Required action: Transcribe only the part of the material below that begins at the line containing "If you could pick out the wooden double" and ends at the line containing "Where can the tubular", with both kept and images left out.
- Opening Delimiter -
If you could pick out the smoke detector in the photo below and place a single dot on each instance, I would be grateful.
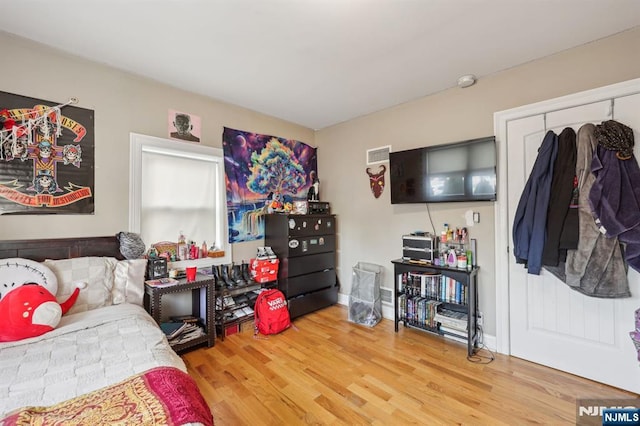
(466, 81)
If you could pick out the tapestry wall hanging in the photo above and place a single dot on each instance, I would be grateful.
(46, 157)
(264, 174)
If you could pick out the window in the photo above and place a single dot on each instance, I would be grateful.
(178, 187)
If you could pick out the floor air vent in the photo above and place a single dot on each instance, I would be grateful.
(378, 155)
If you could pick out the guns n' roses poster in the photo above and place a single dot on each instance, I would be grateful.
(46, 157)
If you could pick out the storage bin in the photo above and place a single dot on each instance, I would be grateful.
(365, 304)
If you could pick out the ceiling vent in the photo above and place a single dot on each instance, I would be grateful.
(378, 155)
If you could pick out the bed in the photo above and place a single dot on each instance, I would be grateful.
(107, 361)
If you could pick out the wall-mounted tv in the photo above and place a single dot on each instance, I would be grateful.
(461, 171)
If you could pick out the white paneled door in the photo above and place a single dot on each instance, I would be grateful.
(549, 323)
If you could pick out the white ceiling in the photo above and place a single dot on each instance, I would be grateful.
(315, 62)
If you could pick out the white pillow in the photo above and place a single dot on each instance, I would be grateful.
(95, 272)
(16, 271)
(128, 283)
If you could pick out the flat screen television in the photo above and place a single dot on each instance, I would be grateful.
(461, 171)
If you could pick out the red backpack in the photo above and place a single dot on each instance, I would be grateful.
(271, 314)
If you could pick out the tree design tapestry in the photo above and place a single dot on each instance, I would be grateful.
(264, 174)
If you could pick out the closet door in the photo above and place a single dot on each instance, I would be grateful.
(550, 323)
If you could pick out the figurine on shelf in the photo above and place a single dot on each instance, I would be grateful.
(275, 204)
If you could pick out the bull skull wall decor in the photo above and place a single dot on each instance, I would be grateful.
(376, 181)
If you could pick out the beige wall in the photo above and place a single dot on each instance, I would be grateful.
(370, 229)
(122, 103)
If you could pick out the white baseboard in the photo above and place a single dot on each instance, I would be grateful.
(387, 313)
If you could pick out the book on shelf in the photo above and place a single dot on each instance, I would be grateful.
(184, 318)
(173, 329)
(453, 319)
(162, 282)
(187, 336)
(188, 331)
(457, 338)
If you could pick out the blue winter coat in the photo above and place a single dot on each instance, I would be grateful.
(529, 224)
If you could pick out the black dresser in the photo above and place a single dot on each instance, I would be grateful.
(305, 245)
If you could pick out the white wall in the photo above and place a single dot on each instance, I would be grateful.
(370, 229)
(122, 103)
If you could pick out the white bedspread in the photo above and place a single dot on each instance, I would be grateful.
(87, 351)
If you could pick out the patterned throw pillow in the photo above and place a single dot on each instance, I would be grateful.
(96, 272)
(128, 285)
(16, 271)
(131, 245)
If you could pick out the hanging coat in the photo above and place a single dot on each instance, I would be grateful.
(615, 197)
(560, 199)
(529, 224)
(596, 267)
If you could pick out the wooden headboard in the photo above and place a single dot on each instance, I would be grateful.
(61, 248)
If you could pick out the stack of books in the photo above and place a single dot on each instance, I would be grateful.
(452, 323)
(182, 329)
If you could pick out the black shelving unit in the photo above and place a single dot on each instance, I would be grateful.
(306, 247)
(222, 309)
(468, 280)
(202, 284)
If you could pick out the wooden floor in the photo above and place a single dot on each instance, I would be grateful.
(331, 371)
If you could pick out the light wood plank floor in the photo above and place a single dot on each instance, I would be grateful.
(331, 371)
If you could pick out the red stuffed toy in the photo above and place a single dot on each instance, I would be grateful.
(31, 310)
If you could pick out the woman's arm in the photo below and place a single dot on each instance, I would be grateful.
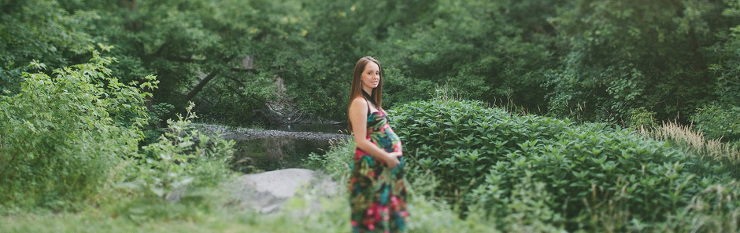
(358, 118)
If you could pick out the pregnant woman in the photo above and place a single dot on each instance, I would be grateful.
(376, 186)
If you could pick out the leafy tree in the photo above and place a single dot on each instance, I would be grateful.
(40, 31)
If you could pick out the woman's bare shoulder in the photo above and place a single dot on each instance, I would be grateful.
(359, 101)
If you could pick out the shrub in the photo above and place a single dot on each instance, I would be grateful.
(184, 166)
(578, 175)
(60, 135)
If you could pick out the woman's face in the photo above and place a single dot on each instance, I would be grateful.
(371, 75)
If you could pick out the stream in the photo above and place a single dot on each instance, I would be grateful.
(278, 147)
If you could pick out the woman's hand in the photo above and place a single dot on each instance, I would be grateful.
(392, 159)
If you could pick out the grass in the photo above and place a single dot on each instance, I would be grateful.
(692, 141)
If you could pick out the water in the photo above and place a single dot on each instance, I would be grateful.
(281, 148)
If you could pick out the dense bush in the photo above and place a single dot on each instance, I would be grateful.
(565, 174)
(61, 135)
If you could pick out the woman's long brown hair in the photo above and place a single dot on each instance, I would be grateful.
(356, 88)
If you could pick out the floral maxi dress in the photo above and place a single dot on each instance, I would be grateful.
(377, 193)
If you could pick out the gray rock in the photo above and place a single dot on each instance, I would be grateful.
(266, 192)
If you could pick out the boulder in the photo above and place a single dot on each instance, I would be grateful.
(266, 192)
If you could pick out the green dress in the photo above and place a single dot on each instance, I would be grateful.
(378, 194)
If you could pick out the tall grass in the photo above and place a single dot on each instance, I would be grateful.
(692, 141)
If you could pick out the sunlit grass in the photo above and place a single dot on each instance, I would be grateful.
(692, 141)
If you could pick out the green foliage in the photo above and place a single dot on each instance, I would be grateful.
(60, 135)
(40, 31)
(641, 117)
(482, 157)
(718, 123)
(184, 166)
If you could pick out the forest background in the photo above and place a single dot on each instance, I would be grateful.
(95, 112)
(261, 62)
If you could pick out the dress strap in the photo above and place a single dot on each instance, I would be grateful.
(368, 107)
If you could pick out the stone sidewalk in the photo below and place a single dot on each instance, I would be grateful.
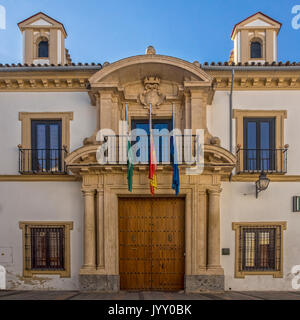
(77, 295)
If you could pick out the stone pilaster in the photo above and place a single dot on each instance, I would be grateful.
(213, 245)
(202, 230)
(89, 231)
(100, 229)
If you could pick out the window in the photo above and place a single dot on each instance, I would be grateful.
(45, 142)
(46, 145)
(43, 49)
(46, 248)
(256, 50)
(161, 139)
(259, 248)
(259, 144)
(260, 141)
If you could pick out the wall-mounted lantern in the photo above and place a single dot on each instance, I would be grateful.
(262, 183)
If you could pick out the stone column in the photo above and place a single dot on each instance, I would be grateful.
(89, 230)
(213, 245)
(202, 232)
(100, 228)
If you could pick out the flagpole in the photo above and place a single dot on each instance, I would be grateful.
(173, 111)
(129, 153)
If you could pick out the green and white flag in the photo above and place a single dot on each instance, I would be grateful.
(129, 155)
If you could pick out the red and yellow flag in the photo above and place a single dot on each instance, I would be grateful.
(152, 162)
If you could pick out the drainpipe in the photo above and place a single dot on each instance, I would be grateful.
(230, 113)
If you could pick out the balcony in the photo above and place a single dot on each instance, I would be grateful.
(258, 160)
(42, 161)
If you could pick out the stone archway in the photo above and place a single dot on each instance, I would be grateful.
(186, 85)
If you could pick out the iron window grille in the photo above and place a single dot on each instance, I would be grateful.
(45, 248)
(259, 248)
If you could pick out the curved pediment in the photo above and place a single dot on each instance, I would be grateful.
(136, 68)
(216, 158)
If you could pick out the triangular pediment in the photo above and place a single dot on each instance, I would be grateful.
(258, 20)
(258, 23)
(41, 20)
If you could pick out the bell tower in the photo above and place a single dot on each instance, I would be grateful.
(43, 40)
(255, 39)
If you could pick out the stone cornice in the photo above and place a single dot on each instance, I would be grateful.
(256, 80)
(76, 78)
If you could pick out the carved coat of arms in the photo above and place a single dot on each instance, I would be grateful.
(151, 93)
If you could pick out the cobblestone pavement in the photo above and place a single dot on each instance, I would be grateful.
(77, 295)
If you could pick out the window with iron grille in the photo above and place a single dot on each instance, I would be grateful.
(46, 248)
(259, 248)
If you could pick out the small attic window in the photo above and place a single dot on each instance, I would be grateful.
(256, 50)
(43, 49)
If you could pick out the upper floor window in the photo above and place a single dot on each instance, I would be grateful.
(160, 137)
(259, 144)
(260, 141)
(43, 49)
(46, 145)
(256, 50)
(45, 142)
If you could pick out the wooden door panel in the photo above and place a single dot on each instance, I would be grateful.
(151, 239)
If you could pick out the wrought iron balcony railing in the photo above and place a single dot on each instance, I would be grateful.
(39, 161)
(258, 160)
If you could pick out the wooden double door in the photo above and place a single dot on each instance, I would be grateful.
(151, 243)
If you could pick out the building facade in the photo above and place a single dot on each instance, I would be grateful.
(69, 222)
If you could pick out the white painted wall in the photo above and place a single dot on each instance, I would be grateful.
(239, 204)
(11, 104)
(218, 117)
(40, 201)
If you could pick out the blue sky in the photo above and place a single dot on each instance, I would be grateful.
(100, 31)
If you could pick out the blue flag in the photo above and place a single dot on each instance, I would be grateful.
(175, 180)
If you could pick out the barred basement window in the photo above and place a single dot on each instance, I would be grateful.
(259, 248)
(46, 248)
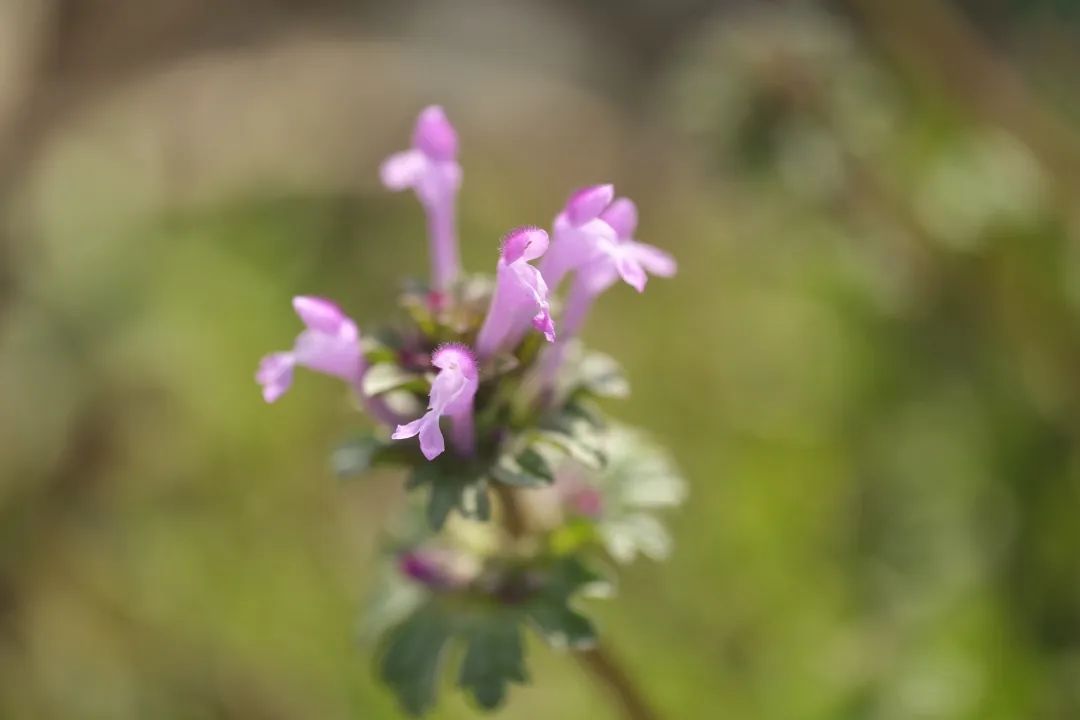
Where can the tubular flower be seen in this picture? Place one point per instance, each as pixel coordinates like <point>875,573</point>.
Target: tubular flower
<point>577,232</point>
<point>329,344</point>
<point>439,569</point>
<point>521,295</point>
<point>609,257</point>
<point>451,395</point>
<point>431,170</point>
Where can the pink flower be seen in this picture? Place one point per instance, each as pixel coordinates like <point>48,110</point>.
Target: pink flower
<point>329,344</point>
<point>437,568</point>
<point>622,256</point>
<point>431,170</point>
<point>577,232</point>
<point>451,395</point>
<point>521,295</point>
<point>599,250</point>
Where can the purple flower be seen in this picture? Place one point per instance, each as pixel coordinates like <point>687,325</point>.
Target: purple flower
<point>431,170</point>
<point>520,297</point>
<point>451,395</point>
<point>577,232</point>
<point>598,257</point>
<point>623,256</point>
<point>329,344</point>
<point>439,569</point>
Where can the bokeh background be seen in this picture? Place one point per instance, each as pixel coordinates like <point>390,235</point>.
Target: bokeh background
<point>868,367</point>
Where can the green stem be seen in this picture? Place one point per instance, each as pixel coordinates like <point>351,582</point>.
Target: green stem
<point>599,665</point>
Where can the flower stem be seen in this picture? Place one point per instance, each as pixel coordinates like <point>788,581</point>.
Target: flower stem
<point>604,669</point>
<point>601,666</point>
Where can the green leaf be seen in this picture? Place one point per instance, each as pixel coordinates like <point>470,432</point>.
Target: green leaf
<point>380,379</point>
<point>361,453</point>
<point>561,625</point>
<point>601,376</point>
<point>534,463</point>
<point>412,657</point>
<point>445,496</point>
<point>577,445</point>
<point>494,659</point>
<point>453,486</point>
<point>528,469</point>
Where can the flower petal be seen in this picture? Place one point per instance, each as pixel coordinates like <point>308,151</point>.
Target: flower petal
<point>431,437</point>
<point>403,170</point>
<point>586,203</point>
<point>323,315</point>
<point>434,135</point>
<point>408,430</point>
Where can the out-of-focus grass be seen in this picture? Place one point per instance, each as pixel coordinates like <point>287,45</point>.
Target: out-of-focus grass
<point>865,368</point>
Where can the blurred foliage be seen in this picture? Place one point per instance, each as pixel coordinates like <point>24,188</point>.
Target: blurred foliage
<point>866,369</point>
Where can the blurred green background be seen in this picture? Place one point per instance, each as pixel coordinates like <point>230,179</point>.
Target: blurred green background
<point>868,366</point>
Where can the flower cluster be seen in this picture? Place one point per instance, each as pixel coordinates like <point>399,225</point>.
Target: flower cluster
<point>490,379</point>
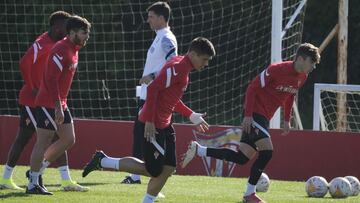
- Closing Delimiter -
Task output:
If you could pick out the wooden double door in the photo above and place a single dot on each instance, I would be grateful.
(151, 243)
If you could pick out the building facade in the photo above and place a single dot on each instance, I would be grateful.
(69, 222)
If you could pick out the white painted wall in the photo above and place a single dot on each instance, I would be grateful.
(239, 204)
(11, 104)
(218, 117)
(40, 201)
If you could pick out the blue sky in the photo above and place a single dot on each instance, I would be grateful.
(100, 31)
If you could pick out the blue flag in the photo above and place a single dot on each instance, I would be grateful.
(175, 180)
If you could pick out the barred basement window in the photo above and place a single dot on each instance, I would be grateful.
(259, 248)
(46, 248)
Where can the tubular flower be seen in this picture? Place one point per instance, each as pixel coordinates like <point>875,573</point>.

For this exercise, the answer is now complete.